--- Begin Passage to read ---

Migrate ENSNode V2 to Squid SDK

Summary

This proposal recommends adopting the Squid SDK as the foundation indexing framework for ENSNode V2 to address scalability, cost efficiency, and long-term flexibility challenges. SQD’s modular architecture is purpose-built to handle the multichain and high-throughput demands of ENS as it evolves as an ecosystem.

Key benefits include:

• 20-30x+ faster sync speeds on data lake-enabled chains vs Ponder (20 minutes to index Uniswap V3 USDC / ETH swaps vs 9 hours with Ponder + Alchemy RPC - “Pay As You Go” 10,000 CU/s plan).
• Multiple data sink options - PostgreSQL, file stores (CSV, Parquet), and BigQuery - enabling developers to choose the right storage backend for their specific requirements.
• Decentralized data distribution (via ~3000 independent worker nodes) and decentralized access portals.
• 200+ supported networks across EVM, zkEVM, Substrate, Solana, and other VMs.
• Zero vendor lock-in through open-source, self-hostable actively maintained modular architecture.
• Established ecosystem - hundreds of projects already index with the Squid SDK across multiple VMs, driving ~0.40 billion on‑chain queries in the last 90 days (~4.9 million/day — https://network.subsquid.io/)

Architecture Overview

At its core, SQD maintains a data lake of ~2.4PB of historic data across 200+ chains. This data is distributed in a decentralized way via a peer-to-peer network of ~3,000 workers who contribute their storage and compute to the network. This network can be easily accessed via the Gateways or decentralized Portals. Portals are either hosted by a third party or self-hosted. Portals can completely replace RPCs and include a built-in caching layer for real time on-chain data (via Hot Blocks).

Indexers—whether maintained by SQD or third parties (even Subgraphs via an adapter)—can access the data lake via Portals if the data lake ingestion is supported. There are currently multiple indexers utilizing the SQD Network (including those by SQD and third parties). Building within the SQD ecosystem means your indexer can easily be distributed to our institutional partners via OceanStream and integrated into future SQD or third party data distribution products.

Our most versatile indexing solution is the Squid SDK. It combines data from the data lake for historic data ingestion and processing with RPC for real-time data processing (can be used with just RPC as well). It is a very modular toolkit which lets you swap out and combine processors with a selection of data sinks/databases, as well as the data access layer, such as GraphQL (which is also optional but important for Subgraph feature parity).

--- End Passage to read ---
--- Begin Stored data ---

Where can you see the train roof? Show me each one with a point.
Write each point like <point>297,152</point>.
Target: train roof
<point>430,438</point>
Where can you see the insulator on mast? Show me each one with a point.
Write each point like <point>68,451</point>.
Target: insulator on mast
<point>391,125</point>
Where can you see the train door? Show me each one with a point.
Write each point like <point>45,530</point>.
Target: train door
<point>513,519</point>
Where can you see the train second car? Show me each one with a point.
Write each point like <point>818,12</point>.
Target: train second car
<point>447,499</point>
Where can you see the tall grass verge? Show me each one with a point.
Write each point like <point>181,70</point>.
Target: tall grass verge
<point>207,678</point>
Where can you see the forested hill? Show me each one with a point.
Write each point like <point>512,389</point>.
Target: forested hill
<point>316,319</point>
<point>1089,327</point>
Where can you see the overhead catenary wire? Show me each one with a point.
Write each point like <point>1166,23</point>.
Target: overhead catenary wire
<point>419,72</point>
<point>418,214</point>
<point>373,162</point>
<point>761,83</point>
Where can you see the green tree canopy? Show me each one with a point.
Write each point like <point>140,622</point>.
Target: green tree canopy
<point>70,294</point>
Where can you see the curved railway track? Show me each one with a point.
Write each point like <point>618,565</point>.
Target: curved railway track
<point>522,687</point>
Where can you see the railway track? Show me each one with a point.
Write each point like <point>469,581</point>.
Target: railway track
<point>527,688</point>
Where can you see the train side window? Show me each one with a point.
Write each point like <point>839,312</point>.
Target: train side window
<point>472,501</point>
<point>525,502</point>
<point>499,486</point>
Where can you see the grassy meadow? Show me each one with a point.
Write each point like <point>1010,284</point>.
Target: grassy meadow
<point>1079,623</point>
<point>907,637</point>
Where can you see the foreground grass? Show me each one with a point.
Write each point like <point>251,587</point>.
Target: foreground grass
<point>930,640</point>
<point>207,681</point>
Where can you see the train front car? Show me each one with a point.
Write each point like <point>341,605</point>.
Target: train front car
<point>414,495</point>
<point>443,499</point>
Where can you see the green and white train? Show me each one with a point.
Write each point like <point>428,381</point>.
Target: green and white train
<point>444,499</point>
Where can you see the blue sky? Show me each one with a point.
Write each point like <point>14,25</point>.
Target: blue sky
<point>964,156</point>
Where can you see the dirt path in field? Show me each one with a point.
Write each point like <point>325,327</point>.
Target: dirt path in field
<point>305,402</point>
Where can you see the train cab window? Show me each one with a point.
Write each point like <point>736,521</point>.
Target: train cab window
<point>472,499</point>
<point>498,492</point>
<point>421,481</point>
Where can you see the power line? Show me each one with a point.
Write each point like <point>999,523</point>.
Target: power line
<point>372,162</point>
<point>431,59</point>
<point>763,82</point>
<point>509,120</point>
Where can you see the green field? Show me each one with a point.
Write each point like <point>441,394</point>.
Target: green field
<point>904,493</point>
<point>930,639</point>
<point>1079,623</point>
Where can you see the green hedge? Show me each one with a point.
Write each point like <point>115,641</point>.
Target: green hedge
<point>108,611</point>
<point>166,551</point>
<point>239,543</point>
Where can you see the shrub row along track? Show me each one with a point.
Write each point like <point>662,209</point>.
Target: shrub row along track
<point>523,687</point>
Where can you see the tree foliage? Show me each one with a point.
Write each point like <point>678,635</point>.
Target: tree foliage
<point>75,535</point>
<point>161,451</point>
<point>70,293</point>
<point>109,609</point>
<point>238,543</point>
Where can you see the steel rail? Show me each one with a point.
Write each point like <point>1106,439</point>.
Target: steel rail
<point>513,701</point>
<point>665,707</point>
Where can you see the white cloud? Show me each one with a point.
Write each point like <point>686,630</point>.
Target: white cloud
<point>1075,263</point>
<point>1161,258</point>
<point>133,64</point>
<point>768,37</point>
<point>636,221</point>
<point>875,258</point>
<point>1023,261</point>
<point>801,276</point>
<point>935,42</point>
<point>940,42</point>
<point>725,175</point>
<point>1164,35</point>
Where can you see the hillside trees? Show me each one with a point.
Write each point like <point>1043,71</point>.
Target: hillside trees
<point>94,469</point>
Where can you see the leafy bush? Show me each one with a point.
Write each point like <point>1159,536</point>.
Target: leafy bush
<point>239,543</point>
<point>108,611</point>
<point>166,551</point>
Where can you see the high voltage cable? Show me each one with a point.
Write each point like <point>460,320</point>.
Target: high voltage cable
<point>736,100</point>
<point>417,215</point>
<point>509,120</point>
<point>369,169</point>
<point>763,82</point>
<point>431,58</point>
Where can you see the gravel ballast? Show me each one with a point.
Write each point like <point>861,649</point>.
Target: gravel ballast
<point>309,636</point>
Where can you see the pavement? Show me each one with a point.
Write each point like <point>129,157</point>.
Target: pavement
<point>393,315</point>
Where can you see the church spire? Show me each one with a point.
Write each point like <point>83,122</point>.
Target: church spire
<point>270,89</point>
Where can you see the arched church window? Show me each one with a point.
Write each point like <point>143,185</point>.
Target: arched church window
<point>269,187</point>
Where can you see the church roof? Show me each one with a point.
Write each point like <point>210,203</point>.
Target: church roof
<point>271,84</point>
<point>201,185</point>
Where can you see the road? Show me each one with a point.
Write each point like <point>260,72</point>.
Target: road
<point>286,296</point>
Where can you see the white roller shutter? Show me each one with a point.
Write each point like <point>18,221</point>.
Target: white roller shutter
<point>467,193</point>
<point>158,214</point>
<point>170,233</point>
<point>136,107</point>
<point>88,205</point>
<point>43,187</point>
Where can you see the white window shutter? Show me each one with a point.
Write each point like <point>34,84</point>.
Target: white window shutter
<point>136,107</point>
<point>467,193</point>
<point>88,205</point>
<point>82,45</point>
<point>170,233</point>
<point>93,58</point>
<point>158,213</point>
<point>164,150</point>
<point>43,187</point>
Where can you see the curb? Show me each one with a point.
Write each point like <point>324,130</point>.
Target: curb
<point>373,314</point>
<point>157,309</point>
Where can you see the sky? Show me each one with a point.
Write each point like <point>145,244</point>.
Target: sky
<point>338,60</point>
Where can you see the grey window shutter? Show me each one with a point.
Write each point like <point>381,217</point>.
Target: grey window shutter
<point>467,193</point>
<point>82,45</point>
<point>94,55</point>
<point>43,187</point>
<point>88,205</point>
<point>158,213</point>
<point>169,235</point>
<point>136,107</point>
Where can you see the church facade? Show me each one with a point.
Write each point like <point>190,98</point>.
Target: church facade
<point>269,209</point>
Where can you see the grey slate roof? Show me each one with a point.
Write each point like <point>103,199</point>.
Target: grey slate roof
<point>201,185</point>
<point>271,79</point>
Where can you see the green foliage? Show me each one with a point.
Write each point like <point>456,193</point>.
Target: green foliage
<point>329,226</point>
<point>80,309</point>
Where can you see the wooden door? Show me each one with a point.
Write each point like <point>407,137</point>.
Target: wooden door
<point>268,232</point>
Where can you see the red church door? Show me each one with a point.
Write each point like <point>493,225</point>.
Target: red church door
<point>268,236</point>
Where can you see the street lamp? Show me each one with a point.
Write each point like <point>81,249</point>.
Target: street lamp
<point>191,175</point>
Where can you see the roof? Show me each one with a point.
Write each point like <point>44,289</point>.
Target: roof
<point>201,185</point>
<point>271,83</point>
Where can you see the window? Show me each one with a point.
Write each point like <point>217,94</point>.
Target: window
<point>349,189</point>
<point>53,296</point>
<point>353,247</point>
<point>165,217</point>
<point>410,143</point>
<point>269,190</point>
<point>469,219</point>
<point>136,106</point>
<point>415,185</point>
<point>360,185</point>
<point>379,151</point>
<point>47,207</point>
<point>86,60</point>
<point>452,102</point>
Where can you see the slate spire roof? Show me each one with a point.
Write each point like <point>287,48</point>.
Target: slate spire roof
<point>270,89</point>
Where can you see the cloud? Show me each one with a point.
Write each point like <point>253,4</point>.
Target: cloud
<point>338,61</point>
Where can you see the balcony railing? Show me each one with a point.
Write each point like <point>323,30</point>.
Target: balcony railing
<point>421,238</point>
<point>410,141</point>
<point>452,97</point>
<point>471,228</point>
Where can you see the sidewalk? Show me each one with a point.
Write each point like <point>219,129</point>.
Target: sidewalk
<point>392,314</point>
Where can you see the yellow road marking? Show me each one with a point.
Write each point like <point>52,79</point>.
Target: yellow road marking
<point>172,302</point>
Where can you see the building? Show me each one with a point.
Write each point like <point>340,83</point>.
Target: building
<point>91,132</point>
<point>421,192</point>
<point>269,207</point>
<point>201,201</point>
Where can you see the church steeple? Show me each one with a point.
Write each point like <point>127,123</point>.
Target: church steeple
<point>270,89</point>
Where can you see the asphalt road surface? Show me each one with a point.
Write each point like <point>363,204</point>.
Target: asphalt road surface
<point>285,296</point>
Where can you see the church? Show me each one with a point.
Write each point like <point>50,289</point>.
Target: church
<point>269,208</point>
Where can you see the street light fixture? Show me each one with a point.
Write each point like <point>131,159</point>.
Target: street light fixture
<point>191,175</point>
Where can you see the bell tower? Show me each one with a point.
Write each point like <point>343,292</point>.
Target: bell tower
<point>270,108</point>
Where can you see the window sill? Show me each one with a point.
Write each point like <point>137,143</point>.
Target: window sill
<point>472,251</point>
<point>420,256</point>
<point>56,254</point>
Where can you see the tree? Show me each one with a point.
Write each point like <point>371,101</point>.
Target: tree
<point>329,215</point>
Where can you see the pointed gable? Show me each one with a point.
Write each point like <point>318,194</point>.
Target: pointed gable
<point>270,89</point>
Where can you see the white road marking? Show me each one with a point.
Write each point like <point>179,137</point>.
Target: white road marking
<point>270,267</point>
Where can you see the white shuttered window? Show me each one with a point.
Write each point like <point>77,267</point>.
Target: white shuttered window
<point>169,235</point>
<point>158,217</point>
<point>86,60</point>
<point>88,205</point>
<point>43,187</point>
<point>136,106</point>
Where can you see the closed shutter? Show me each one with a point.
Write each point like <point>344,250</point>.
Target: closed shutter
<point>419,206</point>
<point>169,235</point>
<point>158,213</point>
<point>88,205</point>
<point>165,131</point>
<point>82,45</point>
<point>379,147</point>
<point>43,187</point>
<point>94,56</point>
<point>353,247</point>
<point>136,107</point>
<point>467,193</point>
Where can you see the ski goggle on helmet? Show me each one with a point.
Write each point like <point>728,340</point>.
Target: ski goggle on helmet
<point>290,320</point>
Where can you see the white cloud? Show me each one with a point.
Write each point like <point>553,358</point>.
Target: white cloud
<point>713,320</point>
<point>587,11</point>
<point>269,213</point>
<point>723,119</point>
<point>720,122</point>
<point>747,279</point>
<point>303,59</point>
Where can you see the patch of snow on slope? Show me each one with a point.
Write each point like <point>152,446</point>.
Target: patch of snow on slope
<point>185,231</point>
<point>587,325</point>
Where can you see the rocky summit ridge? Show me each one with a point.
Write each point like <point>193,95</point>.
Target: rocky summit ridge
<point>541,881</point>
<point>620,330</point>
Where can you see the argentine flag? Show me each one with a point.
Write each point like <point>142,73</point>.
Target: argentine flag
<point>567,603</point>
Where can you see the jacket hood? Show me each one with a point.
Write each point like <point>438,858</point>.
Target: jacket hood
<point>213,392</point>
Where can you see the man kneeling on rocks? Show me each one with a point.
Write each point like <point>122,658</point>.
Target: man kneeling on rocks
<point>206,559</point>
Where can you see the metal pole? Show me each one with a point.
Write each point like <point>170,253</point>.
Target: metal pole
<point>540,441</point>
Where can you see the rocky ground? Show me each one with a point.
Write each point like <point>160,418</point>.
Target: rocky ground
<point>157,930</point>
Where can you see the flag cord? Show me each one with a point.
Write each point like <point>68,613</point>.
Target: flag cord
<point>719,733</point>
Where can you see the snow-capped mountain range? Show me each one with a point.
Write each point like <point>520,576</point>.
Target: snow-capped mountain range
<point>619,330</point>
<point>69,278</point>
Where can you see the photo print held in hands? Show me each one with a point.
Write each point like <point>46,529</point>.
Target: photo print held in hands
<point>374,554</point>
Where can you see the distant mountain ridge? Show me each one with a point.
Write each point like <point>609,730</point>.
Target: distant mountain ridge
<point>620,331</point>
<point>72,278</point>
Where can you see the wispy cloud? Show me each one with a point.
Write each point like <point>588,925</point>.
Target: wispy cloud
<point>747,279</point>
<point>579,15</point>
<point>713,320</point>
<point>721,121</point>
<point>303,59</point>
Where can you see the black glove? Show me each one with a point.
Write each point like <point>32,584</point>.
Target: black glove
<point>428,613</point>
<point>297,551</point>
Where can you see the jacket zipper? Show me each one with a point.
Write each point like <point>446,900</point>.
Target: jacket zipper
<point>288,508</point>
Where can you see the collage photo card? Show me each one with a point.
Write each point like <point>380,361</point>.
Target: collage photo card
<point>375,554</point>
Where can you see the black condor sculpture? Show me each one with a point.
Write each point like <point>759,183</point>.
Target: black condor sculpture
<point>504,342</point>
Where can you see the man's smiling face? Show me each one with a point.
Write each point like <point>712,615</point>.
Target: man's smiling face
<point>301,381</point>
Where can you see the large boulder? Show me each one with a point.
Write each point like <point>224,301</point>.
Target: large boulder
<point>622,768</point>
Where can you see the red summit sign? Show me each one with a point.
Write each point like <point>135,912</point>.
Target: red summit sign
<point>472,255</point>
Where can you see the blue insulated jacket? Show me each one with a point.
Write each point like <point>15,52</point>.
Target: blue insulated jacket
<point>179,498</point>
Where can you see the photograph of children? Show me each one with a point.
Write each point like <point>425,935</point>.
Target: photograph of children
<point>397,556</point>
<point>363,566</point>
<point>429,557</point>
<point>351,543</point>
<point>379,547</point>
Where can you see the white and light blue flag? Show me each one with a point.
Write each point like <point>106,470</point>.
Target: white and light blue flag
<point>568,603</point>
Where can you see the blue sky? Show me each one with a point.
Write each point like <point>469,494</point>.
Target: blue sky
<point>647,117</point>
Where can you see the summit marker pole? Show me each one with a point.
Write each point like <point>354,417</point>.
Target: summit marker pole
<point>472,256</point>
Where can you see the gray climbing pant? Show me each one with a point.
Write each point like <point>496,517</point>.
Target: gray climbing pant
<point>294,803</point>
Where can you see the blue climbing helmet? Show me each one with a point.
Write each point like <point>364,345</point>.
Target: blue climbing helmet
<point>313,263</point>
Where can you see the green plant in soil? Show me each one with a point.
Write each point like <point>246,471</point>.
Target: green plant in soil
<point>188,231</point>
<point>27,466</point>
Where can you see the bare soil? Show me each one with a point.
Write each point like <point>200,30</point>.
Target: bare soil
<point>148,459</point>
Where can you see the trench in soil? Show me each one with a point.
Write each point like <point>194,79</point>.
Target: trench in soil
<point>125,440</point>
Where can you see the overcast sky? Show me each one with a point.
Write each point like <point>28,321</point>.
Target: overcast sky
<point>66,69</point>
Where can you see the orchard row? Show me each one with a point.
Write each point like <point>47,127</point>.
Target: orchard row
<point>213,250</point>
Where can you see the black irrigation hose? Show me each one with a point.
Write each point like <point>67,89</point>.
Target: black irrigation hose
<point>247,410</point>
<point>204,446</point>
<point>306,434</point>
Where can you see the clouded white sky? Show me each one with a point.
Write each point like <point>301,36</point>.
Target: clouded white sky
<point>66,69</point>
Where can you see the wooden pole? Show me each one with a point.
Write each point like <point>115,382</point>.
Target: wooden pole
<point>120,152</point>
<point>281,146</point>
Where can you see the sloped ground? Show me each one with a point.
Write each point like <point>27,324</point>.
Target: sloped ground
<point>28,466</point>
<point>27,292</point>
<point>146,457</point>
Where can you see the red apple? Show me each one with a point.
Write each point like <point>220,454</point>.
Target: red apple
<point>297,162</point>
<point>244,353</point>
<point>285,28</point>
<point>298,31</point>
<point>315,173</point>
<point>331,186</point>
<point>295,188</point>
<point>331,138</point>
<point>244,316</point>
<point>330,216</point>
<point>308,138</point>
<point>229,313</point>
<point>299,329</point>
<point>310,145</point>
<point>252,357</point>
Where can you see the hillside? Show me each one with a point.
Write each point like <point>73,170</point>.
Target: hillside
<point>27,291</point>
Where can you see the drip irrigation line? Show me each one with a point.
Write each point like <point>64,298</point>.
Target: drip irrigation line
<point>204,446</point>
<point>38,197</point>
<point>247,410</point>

--- End Stored data ---

# Challenges
**a.** According to the Squid SDK proposal, how much historic data does SQD's data lake hold?
**b.** From the listing, reproduce the lines starting with the one containing "Where can you see the green and" and going on through the one containing "<point>964,156</point>". Scale each coordinate in the answers by 0.35, rounding to whole numbers with halves rounded up, leave every other line and number unchanged, and return only those lines.

# Task-by-task outputs
**a.** About 2.4PB of historic data across more than 200 chains.

**b.**
Where can you see the green and white train? Show me each one with a point.
Write each point like <point>428,381</point>.
Target: green and white train
<point>155,175</point>
Where can you see the blue sky? Show me each one with a point.
Write each point like <point>14,25</point>.
Target: blue sky
<point>337,55</point>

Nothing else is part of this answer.